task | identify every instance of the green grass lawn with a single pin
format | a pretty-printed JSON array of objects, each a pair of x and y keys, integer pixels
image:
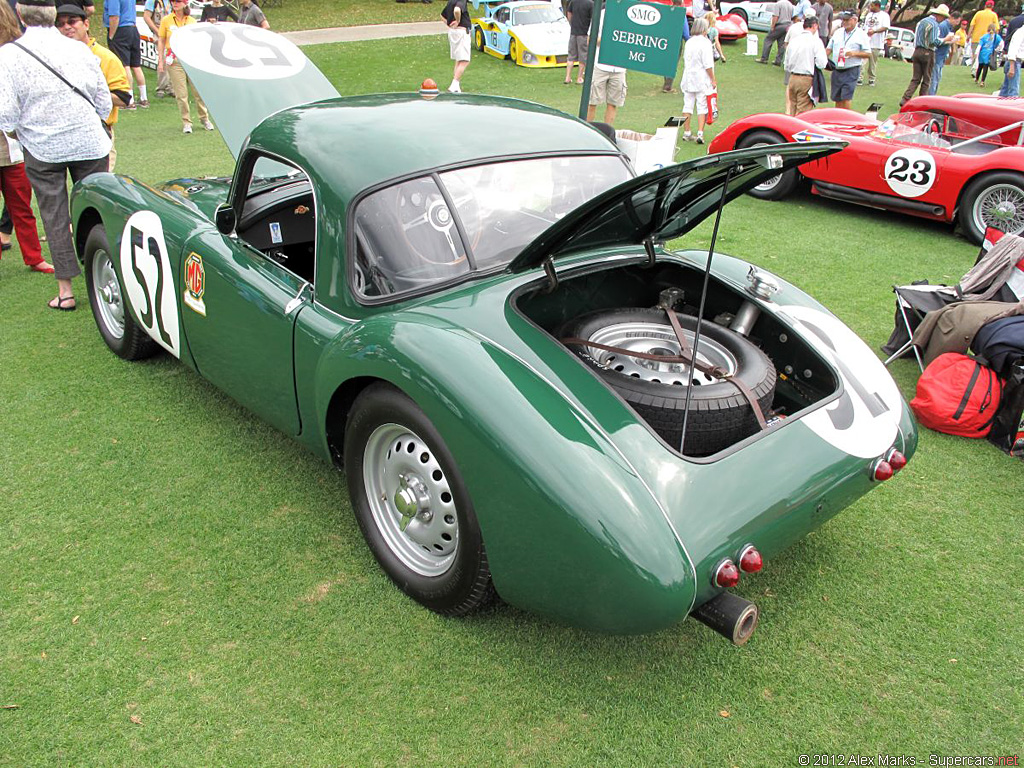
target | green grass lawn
[{"x": 182, "y": 585}]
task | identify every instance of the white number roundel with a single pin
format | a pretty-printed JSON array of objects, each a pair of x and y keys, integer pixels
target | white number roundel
[
  {"x": 864, "y": 421},
  {"x": 910, "y": 172},
  {"x": 236, "y": 50},
  {"x": 148, "y": 282}
]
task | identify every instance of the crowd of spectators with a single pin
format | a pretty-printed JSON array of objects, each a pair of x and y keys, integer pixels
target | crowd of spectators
[{"x": 55, "y": 81}]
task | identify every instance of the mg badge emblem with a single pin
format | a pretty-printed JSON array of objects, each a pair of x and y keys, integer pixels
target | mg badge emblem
[
  {"x": 645, "y": 15},
  {"x": 195, "y": 284}
]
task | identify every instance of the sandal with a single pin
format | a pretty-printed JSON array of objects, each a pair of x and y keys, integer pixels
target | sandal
[{"x": 59, "y": 305}]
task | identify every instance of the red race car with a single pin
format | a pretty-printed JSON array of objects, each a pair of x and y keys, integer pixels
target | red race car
[
  {"x": 942, "y": 158},
  {"x": 730, "y": 27}
]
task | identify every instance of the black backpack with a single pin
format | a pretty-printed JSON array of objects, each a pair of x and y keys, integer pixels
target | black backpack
[{"x": 1001, "y": 343}]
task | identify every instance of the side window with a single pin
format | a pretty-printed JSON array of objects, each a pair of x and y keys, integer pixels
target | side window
[
  {"x": 406, "y": 239},
  {"x": 279, "y": 217}
]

--------------------

# Stated goal
Output as a JSON list of strings the lines of the data from the line containing "task | identify every instance of the side" through the last line, one string per line and blank lines omitted.

# Final result
[
  "task | identify every instance of the side window with a single pin",
  "format | a pretty-printed JSON array of objects, each a pair of x and y keys, integer pixels",
  "target | side window",
  "[",
  "  {\"x\": 406, \"y\": 239},",
  "  {\"x\": 279, \"y\": 217}",
  "]"
]